═════ PROVIDED TEXT

Well, that was a long, interesting Spring. But everything's done:
- Three months working for a local school district as a school psychologist; theirs went off to have a baby. I just finished the last report Friday.
- Over two months in rehearsal, learning lines, and performance of "The Diary of Anne Frank" for Bigger Dreams Productions, in Oneonta, performing in Foothills Performing Arts & Civic Center. The last two of our eight performances had to be cancelled because a cast member tested positive for COVID-19. I played Otto Frank, Anne's father; it was a really gut-wrenching emotional experience to relive the Holocaust every night.
- Manage the installation of windows in the Cape Cod house - five huge picture-and-casement combos, and two normal sized windows. We had to move all the furniture in all but two rooms to the center, and then it stayed there for over a month because of delays on the part of the company that assembled and installed the windows. Also required us to sand, wipe, pre-stain, sand, wipe, stain, sand, wipe and polyurethane (2 coats) 40 pieces of trim and casing...
- ...all while trying to get the house ready for renters in mid-June. We made it by the skin of our teeth, because we worked day and night right up to the deadline.
Back home in NY, working occasionally as a tour guide at Hyde Hall. But I finally have time to think about, and write, the final New World post.
The most recent post hiatus was certainly the result of the sudden activity that, among other things, took up most of every day. But it was also the result of... something more fundamental.
The New World is, first and foremost, a writing exercise for me. I like to write, but I need some structure to keep me at it on a regular basis. Many years ago I had a weekly column in a local newspaper. More recently, I've written blogs on a variety of topics. This was just the latest exercise designed to sharpen my skills and to do something I enjoyed.

══════════
═════ PROVIDED DATA

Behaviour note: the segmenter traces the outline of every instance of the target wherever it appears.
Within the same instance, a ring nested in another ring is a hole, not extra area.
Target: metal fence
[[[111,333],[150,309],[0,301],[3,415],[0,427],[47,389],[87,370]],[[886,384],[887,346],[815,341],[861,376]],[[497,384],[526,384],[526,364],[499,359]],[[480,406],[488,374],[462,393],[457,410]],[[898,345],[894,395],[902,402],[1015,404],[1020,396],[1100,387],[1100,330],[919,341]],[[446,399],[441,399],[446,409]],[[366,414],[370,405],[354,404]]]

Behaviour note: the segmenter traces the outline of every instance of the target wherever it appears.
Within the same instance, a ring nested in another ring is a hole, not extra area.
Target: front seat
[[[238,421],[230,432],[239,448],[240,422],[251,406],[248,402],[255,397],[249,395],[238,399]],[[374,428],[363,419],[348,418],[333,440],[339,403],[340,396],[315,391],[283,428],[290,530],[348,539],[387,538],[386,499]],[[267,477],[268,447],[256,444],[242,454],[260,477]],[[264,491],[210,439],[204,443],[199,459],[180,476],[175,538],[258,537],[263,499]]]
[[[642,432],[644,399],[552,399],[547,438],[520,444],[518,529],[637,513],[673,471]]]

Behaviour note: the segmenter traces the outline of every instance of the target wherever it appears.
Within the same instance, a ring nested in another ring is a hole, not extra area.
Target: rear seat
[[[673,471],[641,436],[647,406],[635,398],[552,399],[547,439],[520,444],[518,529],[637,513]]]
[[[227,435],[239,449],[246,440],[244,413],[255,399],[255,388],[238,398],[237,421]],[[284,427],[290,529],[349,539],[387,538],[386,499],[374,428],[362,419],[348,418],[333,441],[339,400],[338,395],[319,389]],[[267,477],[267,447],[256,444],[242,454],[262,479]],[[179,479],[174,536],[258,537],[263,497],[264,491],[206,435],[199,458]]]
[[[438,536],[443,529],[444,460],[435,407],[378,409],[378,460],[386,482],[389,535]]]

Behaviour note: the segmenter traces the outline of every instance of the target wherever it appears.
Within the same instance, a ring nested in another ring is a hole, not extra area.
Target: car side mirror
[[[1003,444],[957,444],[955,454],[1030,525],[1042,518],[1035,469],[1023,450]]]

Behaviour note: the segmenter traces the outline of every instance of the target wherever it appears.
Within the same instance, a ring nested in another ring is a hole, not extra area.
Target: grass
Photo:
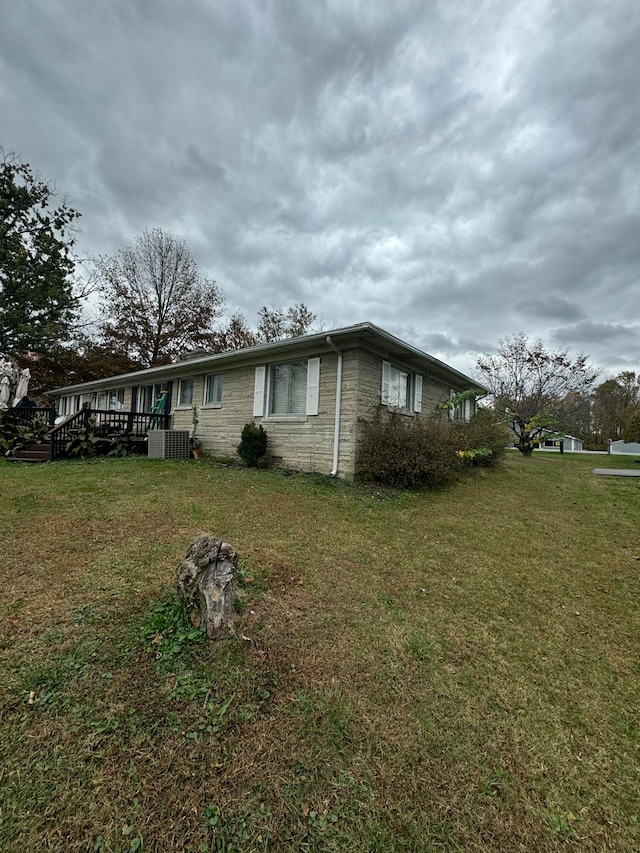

══════════

ABOUT THIS TASK
In the provided text, which role did the writer play in "The Diary of Anne Frank"?

ANSWER TO THE PROBLEM
Otto Frank, Anne's father.